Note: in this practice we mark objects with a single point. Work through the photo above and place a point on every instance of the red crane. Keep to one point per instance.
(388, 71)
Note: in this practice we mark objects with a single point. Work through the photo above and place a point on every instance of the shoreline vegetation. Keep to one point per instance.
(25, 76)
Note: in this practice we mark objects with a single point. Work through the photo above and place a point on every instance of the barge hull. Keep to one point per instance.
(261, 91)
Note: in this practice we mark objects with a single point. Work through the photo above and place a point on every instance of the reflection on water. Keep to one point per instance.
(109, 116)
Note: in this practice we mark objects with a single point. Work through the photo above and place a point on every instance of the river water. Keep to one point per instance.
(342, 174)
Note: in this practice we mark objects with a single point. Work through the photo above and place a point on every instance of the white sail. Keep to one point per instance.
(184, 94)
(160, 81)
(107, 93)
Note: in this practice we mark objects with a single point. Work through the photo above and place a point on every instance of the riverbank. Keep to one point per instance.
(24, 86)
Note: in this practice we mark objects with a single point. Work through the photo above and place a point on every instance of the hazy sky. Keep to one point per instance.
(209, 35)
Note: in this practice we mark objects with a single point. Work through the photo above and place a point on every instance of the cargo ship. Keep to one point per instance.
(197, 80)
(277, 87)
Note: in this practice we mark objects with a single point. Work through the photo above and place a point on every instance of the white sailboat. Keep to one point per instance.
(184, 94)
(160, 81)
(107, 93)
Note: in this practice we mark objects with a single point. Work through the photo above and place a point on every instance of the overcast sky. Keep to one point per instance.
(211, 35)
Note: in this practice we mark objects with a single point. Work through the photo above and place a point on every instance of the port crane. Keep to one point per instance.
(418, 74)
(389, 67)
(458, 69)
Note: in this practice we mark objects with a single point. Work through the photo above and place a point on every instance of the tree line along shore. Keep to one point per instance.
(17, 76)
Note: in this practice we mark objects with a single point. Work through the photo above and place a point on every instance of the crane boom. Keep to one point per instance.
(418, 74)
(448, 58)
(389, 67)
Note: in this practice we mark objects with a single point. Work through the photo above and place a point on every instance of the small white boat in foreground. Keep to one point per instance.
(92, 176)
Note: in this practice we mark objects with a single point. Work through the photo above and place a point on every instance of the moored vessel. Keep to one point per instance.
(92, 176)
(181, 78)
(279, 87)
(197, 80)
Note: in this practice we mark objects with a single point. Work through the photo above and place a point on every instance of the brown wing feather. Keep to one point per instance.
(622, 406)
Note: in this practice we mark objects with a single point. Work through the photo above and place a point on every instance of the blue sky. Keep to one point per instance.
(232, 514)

PROMPT: Put the stretch of items from the one containing "port crane. Keep to one point per instance." through the last item into a two-column CSV headed text and answer. Give one row per item, with each field in quotation marks and every line break turned into a space.

ANSWER TO THE EXERCISE:
text,answer
"Note: in this practice we mark objects with a single point. Work through the photo above and place a point on every instance of the port crane. Keep to one point per instance.","(418, 74) (389, 67) (458, 69)"
"Note: in this practice we mark objects with a single point. Work through the photo above and place a point on every instance of the tree line along shore. Keep to one point per instance.","(17, 76)"
"Note: in this practice we mark objects with a single point. Work through the photo above and place a point on every instance of the crane boom. Keep to one point per instance.","(418, 74) (448, 58) (389, 67)"
"Note: in this practice we mark objects with a single point. Work through the photo above and place a point on every instance of the small white boat in foreground. Keep to one point per instance.","(92, 176)"
"Note: in this practice we mark objects with a single point. Work through the photo above and place a point on every instance of the moored vessel. Keep to one point per instance.","(92, 176) (181, 78) (279, 87) (197, 80)"
"Note: in this practice we mark objects with a single point. Work through the photo above and place a point on every instance of the brown wing feather. Keep to one point per instance.","(622, 406)"
"Note: in this practice we mark objects with a single point. Work through the photo above and place a point on every instance of the blue sky. Keep to one point per instance.","(232, 514)"